* [Consigna A]: Indica si cada afirmación concuerda con el fragmento sobre el congelamiento de precios y cita las palabras exactas que lo deciden: (i) los grupos señalados son Pérez Companc, Ledesma y Arcor; (ii) Arcor informó utilidades por más de 1.700 millones de pesos en 2020; (iii) el gobierno justifica el congelamiento de precios de manera oficial.
* [Consigna B]: Reproduce literalmente el pasaje del fragmento sobre el congelamiento de precios que comienza en «Se los acusa» y termina en «millones de pesos.».

* [Fragmento proporcionado]:
—————

Control de precios. (Foto ilustrativa: Télam)
Por Antonio Tardelli (*)
A posteriori y de manera extraoficial, usando para ello la prensa que de manera más orgánica se identifica con sus políticas, el gobierno justifica en los provechosos balances de las tres más grandes empresas argentinas del rubro alimenticio su promocionado y controvertido congelamiento de precios.
El argumento es que las empresas recuperaron, incluso en el duro primer año de la pandemia, utilidades que habían perdido durante la experiencia de gobierno de Cambiemos. Los apuntados son los grupos Pérez Companc, Ledesma y Arcor.
Se los acusa de acaparar los beneficios de la incipiente recuperación económica del país. Y que lo hacen incrementando sus precios. Molinos reportó ganancias por más de 1.700 millones de pesos en 2020. Arcor informó utilidades de 1.200 millones. Entre junio del año pasado y mayo de 2001, Ledesma acumuló renta por 5.200 millones de pesos.

—————

* [Datos proporcionados]:
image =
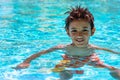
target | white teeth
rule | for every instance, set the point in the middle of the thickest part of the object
(79, 40)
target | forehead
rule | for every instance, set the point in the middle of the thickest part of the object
(79, 24)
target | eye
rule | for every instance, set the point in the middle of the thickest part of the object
(73, 30)
(85, 30)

—————

* [Respuesta A]:
(i) Sí: «Los apuntados son los grupos Pérez Companc, Ledesma y Arcor.»
(ii) No: «Molinos reportó ganancias por más de 1.700 millones de pesos en 2020. Arcor informó utilidades de 1.200 millones.»
(iii) No: «A posteriori y de manera extraoficial»

* [Respuesta B]:
Se los acusa de acaparar los beneficios de la incipiente recuperación económica del país. Y que lo hacen incrementando sus precios. Molinos reportó ganancias por más de 1.700 millones de pesos en 2020. Arcor informó utilidades de 1.200 millones. Entre junio del año pasado y mayo de 2001, Ledesma acumuló renta por 5.200 millones de pesos.